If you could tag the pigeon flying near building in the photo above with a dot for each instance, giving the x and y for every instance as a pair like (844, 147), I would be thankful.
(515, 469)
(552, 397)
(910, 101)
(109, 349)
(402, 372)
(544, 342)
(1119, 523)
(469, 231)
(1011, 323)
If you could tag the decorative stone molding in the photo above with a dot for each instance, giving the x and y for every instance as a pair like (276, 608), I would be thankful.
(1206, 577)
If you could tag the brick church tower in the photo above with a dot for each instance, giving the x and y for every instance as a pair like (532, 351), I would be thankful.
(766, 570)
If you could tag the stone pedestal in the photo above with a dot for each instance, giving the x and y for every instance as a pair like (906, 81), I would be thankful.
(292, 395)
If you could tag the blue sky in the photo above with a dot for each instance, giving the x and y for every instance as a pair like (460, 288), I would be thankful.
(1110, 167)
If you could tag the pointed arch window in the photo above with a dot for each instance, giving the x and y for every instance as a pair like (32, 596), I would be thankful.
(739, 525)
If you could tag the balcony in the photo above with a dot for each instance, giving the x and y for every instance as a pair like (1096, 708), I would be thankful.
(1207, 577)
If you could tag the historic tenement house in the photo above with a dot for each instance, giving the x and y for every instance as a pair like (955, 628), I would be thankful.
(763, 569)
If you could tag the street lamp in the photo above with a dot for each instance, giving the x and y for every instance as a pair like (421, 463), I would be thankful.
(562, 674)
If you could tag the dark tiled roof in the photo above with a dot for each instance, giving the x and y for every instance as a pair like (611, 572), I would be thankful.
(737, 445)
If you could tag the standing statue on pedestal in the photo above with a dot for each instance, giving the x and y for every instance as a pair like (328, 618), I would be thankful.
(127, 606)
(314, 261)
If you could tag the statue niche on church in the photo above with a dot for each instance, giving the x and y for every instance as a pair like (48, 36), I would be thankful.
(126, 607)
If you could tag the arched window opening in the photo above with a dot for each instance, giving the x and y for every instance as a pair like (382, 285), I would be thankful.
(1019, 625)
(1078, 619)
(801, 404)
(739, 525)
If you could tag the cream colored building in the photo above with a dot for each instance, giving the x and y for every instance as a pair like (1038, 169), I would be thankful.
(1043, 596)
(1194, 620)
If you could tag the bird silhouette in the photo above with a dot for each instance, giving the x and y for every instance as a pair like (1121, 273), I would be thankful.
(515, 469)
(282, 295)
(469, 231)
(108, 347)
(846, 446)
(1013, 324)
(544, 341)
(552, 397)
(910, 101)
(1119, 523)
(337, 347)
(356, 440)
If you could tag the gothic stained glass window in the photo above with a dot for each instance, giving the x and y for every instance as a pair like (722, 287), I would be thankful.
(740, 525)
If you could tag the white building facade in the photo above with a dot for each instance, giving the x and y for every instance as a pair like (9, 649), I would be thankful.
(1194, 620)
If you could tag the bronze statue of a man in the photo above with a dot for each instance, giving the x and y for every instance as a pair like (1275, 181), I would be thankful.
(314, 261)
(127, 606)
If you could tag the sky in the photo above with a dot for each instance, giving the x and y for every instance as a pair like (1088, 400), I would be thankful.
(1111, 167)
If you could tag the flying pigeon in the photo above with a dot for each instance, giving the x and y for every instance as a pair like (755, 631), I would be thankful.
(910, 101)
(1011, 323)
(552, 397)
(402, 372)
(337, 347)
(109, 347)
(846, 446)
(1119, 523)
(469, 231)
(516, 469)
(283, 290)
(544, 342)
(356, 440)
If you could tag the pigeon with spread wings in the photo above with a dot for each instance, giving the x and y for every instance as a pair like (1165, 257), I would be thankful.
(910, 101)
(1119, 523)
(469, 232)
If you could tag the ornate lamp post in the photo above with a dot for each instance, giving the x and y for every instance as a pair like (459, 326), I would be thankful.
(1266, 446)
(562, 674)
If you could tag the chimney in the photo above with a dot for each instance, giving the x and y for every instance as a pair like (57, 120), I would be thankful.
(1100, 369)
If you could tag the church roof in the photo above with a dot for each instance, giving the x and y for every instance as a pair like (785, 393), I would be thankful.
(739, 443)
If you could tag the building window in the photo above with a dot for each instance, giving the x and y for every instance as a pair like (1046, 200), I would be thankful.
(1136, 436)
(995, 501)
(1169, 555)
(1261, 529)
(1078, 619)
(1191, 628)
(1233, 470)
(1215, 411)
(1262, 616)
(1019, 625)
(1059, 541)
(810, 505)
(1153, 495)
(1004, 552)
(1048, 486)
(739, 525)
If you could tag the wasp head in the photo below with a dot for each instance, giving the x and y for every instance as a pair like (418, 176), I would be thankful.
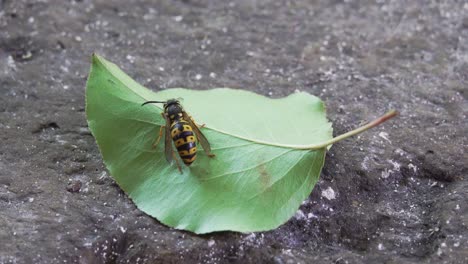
(172, 107)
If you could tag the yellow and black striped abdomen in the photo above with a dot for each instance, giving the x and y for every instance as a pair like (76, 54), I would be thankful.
(184, 140)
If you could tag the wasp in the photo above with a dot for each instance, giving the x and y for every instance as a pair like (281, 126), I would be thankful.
(181, 128)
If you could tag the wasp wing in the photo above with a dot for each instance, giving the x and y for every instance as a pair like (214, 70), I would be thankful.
(168, 140)
(201, 138)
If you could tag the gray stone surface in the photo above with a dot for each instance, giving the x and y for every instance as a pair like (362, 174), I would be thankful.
(400, 189)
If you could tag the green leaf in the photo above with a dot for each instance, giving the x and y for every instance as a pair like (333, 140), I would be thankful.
(264, 166)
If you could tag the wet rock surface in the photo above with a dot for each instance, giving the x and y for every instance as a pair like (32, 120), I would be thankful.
(396, 194)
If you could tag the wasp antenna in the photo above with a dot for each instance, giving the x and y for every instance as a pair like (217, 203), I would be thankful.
(155, 102)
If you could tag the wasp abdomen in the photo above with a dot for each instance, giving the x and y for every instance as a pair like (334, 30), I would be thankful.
(184, 140)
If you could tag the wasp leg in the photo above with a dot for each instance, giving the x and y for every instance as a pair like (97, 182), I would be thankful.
(177, 161)
(156, 142)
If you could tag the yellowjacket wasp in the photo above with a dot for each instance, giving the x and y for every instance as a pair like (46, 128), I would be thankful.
(182, 129)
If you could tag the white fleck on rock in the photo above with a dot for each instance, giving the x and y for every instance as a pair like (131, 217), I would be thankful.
(386, 173)
(329, 193)
(396, 165)
(211, 242)
(413, 167)
(130, 58)
(384, 135)
(311, 215)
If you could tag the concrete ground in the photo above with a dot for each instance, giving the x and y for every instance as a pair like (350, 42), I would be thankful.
(401, 189)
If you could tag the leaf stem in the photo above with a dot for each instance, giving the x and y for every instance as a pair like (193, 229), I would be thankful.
(356, 131)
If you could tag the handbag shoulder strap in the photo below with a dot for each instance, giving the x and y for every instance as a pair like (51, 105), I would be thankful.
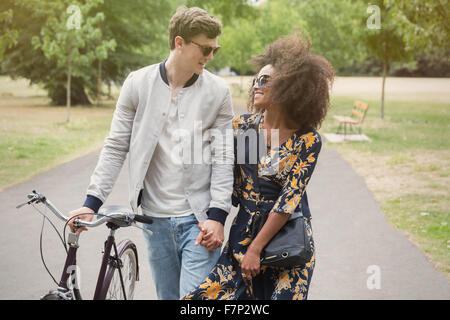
(255, 167)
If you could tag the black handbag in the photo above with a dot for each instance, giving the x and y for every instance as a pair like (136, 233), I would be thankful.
(291, 246)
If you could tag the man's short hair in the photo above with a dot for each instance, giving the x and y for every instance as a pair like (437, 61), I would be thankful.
(190, 22)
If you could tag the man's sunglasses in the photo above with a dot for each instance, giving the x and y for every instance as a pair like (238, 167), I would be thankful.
(262, 81)
(207, 50)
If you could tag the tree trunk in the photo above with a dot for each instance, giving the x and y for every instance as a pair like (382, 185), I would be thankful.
(99, 82)
(69, 79)
(385, 68)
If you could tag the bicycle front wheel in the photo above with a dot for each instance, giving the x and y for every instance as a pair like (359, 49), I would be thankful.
(122, 273)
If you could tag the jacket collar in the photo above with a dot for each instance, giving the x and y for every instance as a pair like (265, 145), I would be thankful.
(162, 71)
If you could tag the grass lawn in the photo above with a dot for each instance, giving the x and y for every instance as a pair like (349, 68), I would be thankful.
(406, 166)
(35, 137)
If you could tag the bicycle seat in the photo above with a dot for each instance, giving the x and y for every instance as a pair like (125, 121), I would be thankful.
(119, 215)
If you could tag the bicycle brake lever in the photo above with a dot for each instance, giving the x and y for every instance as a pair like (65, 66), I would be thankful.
(134, 224)
(21, 205)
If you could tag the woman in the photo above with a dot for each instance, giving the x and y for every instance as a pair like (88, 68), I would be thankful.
(290, 97)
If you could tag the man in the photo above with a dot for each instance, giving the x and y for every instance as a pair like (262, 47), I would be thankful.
(156, 103)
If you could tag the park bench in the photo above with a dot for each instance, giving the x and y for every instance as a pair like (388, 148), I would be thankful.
(356, 118)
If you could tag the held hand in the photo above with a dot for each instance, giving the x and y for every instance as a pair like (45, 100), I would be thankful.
(211, 234)
(87, 217)
(250, 265)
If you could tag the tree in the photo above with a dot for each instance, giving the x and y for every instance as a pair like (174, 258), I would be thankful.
(139, 28)
(8, 36)
(385, 44)
(423, 24)
(68, 31)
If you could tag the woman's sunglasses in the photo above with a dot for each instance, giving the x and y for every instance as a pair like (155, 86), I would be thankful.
(262, 81)
(207, 50)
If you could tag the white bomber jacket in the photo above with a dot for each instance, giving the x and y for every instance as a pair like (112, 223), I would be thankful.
(141, 110)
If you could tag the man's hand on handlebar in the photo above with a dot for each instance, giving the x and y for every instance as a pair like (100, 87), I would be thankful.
(86, 217)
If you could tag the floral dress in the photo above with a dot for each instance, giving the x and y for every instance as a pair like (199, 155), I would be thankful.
(283, 191)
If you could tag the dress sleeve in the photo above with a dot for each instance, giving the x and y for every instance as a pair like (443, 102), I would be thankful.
(298, 178)
(237, 185)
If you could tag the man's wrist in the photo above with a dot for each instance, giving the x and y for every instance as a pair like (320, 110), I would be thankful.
(93, 203)
(217, 214)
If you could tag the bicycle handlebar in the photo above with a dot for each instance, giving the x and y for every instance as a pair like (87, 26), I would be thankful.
(125, 216)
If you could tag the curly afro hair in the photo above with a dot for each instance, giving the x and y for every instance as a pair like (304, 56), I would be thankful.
(302, 81)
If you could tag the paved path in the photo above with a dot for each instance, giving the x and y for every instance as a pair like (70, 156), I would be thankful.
(351, 234)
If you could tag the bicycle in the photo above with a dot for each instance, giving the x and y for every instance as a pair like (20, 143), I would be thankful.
(118, 272)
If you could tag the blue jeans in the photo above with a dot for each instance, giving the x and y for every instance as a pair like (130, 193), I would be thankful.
(177, 265)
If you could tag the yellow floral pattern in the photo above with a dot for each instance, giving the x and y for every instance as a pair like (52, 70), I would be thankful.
(295, 160)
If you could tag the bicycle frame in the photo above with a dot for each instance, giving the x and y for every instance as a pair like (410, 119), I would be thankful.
(100, 289)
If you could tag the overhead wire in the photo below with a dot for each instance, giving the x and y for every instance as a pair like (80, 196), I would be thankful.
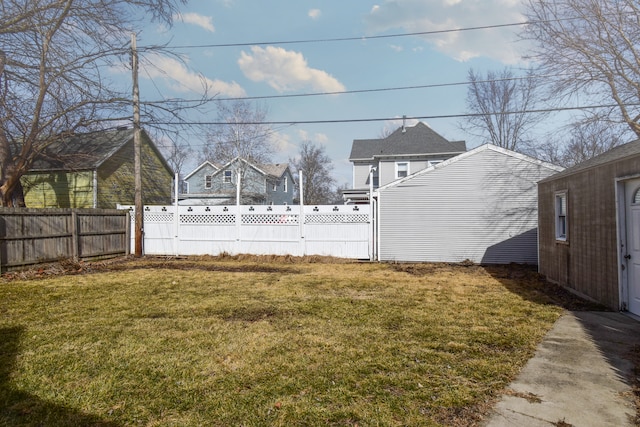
(383, 119)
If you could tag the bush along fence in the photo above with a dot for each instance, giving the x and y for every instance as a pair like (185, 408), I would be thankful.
(35, 236)
(344, 231)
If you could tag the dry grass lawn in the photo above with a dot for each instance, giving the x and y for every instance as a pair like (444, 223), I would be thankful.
(264, 342)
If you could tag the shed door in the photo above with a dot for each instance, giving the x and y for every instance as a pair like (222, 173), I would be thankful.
(632, 197)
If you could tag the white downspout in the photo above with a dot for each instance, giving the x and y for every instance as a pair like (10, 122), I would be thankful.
(95, 188)
(303, 245)
(176, 218)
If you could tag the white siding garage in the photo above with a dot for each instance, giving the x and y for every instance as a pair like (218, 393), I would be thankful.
(479, 206)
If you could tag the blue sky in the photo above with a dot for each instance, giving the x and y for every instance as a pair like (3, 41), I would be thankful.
(365, 63)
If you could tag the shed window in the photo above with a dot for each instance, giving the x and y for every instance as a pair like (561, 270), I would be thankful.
(561, 216)
(402, 169)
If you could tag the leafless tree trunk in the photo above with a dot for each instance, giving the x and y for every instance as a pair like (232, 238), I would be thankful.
(499, 105)
(52, 85)
(590, 49)
(587, 138)
(241, 133)
(318, 185)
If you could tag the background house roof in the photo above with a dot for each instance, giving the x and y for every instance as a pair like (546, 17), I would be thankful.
(275, 170)
(87, 151)
(214, 166)
(629, 149)
(418, 139)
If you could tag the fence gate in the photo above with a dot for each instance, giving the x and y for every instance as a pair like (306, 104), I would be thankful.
(342, 231)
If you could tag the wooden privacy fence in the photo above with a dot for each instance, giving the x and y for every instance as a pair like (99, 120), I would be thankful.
(34, 236)
(343, 231)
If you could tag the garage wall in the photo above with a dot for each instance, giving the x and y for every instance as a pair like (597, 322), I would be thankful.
(479, 206)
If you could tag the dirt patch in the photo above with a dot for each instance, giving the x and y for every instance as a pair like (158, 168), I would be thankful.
(520, 278)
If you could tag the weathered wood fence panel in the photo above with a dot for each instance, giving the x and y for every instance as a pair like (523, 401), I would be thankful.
(34, 236)
(341, 231)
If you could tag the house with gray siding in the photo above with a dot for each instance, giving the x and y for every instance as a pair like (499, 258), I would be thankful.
(261, 184)
(409, 149)
(589, 221)
(479, 206)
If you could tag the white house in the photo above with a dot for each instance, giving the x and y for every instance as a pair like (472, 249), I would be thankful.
(479, 206)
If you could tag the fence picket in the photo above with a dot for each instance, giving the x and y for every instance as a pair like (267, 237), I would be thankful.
(341, 231)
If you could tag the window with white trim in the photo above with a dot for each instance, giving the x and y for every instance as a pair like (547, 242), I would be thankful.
(561, 215)
(402, 169)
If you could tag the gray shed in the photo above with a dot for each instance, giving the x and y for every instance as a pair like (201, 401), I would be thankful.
(590, 228)
(479, 206)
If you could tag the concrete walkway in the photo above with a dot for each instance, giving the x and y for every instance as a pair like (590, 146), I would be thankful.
(578, 377)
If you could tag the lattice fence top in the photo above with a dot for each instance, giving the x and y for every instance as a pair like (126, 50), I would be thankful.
(213, 219)
(281, 219)
(336, 218)
(157, 216)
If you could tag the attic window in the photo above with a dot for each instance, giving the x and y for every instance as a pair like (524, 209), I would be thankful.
(561, 216)
(402, 169)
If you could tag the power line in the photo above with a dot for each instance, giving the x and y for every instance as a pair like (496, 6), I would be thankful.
(355, 91)
(344, 39)
(383, 119)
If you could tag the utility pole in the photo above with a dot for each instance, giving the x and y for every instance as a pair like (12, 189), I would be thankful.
(137, 150)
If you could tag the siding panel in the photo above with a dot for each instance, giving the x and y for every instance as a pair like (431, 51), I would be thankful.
(482, 208)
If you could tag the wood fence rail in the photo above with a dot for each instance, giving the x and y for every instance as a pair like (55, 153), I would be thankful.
(35, 236)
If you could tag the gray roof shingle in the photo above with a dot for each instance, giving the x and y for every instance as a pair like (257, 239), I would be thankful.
(416, 140)
(82, 152)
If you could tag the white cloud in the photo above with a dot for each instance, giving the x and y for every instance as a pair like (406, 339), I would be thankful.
(320, 138)
(420, 16)
(285, 70)
(180, 79)
(202, 21)
(315, 13)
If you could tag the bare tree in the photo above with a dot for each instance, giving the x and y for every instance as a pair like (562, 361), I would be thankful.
(241, 132)
(52, 73)
(176, 153)
(590, 50)
(587, 138)
(499, 105)
(318, 186)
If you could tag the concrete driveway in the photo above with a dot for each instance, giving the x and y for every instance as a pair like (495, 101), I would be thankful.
(580, 376)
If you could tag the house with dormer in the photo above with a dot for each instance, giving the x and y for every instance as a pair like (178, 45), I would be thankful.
(409, 149)
(260, 184)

◇ ◇ ◇ ◇ ◇

Problem statement - From the line containing "If you could tag the siding" to the last line above, repeat every line exactly and nothing else.

Expected answer -
If you could tag the siding panel in the photo above with a dot for each instance, giving the x and y for every instance as a pair like (431, 51), I would be thankful.
(482, 208)
If you could tag the wood fence rail in the photo above with a dot for each instance, giving the x and y for every instance as a pair like (55, 153), I would be thankful.
(35, 236)
If you could tag the gray roof shingle in the photo above with a dot for each instance, giving the x and y for every instance as a pair like (257, 239), I would be thankful.
(416, 140)
(82, 152)
If you could tag the white cloud in the photo above with a dot for each instance, giving the x and y for every instance as a pair like (406, 339), I would be thankful.
(320, 138)
(420, 16)
(285, 70)
(180, 79)
(202, 21)
(315, 13)
If you could tag the bare tree in the photo above with a dot for each instance, giving the x and y for every instance as a pair like (562, 361), I would be thankful.
(241, 132)
(52, 73)
(176, 153)
(590, 50)
(587, 138)
(499, 105)
(318, 186)
If you could tag the concrete driveway in the photo above with a dot for each instance, giving the x and y for every instance as a pair like (495, 101), I would be thankful.
(580, 376)
If you could tag the house with dormer in the photo above with a dot for each instance, giving the x and y for every instance as a pair like (178, 45), I would be thankful.
(409, 149)
(260, 184)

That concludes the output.